- _Extracted information_
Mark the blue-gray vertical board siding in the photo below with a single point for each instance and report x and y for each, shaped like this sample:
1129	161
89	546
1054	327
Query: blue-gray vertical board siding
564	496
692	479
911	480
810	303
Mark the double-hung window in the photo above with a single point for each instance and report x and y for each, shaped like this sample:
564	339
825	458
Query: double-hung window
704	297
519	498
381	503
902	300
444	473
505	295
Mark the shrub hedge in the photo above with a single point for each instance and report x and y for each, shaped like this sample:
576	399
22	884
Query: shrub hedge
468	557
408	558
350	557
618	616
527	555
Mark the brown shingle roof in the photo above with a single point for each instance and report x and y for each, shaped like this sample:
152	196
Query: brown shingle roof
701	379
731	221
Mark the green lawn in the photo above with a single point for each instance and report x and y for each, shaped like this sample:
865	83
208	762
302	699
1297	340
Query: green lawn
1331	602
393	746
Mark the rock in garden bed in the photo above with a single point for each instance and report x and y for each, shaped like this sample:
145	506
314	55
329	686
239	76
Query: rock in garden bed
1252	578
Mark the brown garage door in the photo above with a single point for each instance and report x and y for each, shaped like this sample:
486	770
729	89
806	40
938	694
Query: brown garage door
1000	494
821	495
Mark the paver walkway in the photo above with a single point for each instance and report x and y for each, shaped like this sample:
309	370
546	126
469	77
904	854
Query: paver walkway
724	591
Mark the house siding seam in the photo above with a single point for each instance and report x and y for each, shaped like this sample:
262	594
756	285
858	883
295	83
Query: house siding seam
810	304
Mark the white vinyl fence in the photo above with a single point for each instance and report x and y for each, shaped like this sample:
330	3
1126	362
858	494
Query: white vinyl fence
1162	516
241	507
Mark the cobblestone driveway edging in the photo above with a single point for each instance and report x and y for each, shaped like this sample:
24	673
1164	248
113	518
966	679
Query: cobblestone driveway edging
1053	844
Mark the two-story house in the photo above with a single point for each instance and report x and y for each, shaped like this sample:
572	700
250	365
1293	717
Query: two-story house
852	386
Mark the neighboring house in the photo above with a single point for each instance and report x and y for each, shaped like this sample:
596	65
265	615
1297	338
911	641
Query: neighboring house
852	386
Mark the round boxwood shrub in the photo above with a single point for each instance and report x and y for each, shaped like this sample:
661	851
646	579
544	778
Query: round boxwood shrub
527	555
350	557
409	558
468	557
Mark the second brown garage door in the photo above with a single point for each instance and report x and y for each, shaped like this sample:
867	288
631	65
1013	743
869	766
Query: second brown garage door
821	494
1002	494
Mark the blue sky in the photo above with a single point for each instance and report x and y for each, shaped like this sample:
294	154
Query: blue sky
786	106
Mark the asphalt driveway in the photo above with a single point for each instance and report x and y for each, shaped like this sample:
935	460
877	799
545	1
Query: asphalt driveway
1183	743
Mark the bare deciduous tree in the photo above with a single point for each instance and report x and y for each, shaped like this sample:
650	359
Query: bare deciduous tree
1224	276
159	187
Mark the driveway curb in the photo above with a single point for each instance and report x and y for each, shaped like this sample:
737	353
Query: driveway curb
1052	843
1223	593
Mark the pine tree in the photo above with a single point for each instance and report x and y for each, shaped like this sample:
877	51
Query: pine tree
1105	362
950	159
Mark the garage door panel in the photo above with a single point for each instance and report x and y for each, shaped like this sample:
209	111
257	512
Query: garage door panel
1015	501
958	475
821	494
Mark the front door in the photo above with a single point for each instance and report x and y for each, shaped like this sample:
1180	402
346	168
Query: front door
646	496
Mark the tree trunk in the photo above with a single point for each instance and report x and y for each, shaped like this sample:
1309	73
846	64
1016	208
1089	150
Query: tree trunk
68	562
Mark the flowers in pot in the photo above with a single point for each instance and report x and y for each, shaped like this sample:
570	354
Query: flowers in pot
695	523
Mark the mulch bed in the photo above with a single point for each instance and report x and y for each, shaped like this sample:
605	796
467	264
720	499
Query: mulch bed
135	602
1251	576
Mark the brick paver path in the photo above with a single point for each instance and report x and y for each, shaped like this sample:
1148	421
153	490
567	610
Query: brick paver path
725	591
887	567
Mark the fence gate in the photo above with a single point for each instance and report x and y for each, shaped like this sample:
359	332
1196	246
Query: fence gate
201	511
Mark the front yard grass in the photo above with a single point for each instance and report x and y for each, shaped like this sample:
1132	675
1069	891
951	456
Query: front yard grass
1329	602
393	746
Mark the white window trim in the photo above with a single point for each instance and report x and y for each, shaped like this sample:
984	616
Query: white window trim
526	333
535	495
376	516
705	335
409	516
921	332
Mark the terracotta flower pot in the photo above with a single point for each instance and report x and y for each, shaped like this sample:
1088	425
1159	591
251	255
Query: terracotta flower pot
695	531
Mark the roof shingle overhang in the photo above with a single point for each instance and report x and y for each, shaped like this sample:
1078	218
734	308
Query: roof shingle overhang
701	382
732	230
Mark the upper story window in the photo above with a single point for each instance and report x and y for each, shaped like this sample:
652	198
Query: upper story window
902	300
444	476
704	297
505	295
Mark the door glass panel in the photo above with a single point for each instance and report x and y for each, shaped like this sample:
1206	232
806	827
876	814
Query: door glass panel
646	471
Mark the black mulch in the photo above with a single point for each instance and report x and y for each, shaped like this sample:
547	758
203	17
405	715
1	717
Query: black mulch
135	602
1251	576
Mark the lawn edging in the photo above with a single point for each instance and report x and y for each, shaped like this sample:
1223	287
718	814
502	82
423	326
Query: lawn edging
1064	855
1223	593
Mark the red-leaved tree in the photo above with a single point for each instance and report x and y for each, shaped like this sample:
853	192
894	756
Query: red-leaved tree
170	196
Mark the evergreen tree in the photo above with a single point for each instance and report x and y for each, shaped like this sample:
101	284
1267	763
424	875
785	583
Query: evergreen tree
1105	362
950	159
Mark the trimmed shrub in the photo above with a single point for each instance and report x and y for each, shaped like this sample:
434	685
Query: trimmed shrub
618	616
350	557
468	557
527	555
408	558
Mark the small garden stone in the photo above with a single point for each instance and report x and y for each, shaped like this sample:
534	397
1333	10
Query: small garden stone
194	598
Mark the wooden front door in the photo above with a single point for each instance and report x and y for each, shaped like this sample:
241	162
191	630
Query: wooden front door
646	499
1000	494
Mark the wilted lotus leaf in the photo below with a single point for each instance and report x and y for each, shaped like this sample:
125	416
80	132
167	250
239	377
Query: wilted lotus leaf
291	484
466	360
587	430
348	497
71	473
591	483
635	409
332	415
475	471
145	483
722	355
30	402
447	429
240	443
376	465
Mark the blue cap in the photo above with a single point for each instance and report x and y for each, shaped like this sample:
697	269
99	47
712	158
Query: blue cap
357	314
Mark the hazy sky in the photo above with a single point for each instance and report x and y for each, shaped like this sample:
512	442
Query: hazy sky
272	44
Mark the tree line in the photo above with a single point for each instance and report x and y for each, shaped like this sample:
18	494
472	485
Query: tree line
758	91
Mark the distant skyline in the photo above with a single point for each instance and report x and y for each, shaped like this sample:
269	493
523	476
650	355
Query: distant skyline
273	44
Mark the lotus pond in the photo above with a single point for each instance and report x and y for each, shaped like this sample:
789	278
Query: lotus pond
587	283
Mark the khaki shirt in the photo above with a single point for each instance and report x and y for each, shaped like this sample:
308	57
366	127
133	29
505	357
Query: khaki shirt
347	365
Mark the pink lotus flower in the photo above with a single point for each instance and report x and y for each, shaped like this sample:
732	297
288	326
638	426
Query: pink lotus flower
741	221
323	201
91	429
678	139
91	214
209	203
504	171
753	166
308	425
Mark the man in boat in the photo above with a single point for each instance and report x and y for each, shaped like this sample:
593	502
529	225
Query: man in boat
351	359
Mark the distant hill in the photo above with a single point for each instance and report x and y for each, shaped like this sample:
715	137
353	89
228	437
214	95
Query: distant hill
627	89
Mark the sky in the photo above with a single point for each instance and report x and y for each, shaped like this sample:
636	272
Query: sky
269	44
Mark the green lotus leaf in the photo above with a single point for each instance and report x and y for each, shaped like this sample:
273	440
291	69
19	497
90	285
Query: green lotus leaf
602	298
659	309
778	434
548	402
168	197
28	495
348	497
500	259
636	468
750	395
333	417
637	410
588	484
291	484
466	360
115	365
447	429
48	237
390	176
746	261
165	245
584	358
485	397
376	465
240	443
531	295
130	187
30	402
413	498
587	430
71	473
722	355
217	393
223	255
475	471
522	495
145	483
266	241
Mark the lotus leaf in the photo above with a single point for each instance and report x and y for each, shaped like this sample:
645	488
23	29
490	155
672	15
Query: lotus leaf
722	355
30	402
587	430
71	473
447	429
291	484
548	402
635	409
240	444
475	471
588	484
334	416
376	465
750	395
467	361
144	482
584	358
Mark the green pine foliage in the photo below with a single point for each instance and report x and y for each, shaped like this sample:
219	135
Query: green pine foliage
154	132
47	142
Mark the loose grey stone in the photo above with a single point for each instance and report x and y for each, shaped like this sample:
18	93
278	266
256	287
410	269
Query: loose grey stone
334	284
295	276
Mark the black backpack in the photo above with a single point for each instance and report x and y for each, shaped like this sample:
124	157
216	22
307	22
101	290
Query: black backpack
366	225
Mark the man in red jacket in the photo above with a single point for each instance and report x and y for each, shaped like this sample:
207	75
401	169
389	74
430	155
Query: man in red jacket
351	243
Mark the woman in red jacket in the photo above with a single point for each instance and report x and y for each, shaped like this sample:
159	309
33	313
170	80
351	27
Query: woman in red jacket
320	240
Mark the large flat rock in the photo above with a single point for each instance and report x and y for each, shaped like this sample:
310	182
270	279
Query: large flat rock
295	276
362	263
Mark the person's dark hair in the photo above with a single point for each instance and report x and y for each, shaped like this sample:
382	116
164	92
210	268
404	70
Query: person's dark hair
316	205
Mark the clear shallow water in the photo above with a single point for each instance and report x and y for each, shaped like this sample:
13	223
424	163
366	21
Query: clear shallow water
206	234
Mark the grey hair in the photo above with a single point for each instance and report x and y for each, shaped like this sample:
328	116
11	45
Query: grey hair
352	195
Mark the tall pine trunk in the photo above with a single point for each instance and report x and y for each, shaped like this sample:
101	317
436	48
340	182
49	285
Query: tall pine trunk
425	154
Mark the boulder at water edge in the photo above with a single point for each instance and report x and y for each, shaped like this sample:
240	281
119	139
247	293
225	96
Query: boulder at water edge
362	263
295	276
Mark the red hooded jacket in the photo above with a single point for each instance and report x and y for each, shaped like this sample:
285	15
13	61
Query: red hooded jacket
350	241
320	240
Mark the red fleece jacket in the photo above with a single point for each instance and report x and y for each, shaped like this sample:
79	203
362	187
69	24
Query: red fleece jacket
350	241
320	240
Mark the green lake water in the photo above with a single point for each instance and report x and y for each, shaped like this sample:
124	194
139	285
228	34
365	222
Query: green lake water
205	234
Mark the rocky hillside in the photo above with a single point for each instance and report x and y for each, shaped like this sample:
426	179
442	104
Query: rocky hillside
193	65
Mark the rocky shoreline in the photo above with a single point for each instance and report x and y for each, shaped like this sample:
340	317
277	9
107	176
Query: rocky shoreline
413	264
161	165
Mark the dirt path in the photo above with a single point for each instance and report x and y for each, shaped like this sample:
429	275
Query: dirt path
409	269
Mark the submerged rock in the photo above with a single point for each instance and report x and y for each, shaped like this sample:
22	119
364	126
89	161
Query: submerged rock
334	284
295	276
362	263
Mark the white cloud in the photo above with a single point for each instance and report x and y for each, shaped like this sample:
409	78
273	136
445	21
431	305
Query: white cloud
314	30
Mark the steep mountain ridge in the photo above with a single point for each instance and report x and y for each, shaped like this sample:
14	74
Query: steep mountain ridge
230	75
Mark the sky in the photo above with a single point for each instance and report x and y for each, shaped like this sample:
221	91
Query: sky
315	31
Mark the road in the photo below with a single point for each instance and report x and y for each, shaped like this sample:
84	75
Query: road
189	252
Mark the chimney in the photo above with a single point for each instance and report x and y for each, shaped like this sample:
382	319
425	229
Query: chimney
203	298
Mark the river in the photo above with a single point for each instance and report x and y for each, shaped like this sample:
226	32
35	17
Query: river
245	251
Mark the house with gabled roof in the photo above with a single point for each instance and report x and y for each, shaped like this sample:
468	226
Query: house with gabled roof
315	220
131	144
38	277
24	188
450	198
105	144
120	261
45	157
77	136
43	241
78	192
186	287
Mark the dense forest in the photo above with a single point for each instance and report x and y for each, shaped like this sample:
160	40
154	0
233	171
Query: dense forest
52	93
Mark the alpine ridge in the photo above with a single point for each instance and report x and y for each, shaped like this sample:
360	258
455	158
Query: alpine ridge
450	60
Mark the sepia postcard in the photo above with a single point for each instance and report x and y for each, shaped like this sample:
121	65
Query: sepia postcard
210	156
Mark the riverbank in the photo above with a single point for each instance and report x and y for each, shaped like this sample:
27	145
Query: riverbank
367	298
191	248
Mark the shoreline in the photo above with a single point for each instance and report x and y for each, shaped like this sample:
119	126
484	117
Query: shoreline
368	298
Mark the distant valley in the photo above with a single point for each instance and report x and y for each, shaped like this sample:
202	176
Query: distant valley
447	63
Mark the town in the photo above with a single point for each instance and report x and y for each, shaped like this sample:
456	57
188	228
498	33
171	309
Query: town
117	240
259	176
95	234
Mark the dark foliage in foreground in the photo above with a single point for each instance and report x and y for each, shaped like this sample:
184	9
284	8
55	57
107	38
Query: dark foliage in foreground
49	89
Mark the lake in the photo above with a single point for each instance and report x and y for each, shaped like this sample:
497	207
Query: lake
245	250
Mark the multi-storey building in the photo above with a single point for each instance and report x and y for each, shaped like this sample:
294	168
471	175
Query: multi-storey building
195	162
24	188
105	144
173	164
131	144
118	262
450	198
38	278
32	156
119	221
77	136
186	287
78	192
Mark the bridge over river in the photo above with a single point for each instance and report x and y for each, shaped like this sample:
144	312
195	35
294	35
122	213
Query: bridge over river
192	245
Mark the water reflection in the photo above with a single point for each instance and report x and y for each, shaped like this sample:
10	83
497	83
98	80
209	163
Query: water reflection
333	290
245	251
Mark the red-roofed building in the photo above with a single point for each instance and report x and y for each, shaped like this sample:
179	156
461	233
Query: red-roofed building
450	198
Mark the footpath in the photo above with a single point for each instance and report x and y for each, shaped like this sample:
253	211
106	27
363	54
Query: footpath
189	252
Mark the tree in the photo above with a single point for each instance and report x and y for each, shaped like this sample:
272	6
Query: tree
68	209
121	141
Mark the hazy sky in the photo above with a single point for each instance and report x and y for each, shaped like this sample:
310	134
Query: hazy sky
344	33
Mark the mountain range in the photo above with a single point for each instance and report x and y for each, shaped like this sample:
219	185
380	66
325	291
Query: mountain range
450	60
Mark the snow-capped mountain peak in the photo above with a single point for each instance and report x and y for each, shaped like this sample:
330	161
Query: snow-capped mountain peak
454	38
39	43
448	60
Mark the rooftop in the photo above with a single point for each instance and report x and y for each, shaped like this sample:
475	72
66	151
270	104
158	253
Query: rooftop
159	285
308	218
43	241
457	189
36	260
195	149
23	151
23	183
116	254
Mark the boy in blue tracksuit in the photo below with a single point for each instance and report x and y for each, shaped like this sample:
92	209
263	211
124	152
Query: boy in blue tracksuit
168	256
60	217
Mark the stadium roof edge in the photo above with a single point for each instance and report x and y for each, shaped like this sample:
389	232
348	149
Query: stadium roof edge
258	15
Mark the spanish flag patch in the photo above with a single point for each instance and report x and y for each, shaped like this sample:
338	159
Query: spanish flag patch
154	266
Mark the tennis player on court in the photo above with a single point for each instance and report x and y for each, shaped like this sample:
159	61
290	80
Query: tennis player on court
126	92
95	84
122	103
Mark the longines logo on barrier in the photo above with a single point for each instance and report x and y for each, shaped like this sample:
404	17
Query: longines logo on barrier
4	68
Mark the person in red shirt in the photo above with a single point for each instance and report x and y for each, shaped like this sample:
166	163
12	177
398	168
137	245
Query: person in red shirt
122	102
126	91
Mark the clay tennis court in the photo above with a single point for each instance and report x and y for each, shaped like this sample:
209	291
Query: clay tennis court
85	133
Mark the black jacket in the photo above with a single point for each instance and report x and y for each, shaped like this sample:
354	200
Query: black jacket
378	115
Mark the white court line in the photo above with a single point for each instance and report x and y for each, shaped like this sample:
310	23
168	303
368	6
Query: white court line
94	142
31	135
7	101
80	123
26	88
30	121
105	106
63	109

- _Exercise task_
Give back, exactly as written, the lines from the one with "Mark the clay" to the last line.

- _Solved exercise_
Mark the clay tennis court in the photo above with a single point for each instance and report x and y for each, shaped like this sample:
209	291
Query: clay tennis court
85	133
Mark the black jacket in the photo above with a single point for each instance and report x and y for each, shaped like this sample:
354	200
Query: black jacket
378	115
Mark the white court line in the photo above with a single point for each instance and report x and y for each, shaped like this sample:
310	23
168	303
368	6
Query: white court line
94	142
31	135
7	101
80	123
26	88
30	121
105	106
63	109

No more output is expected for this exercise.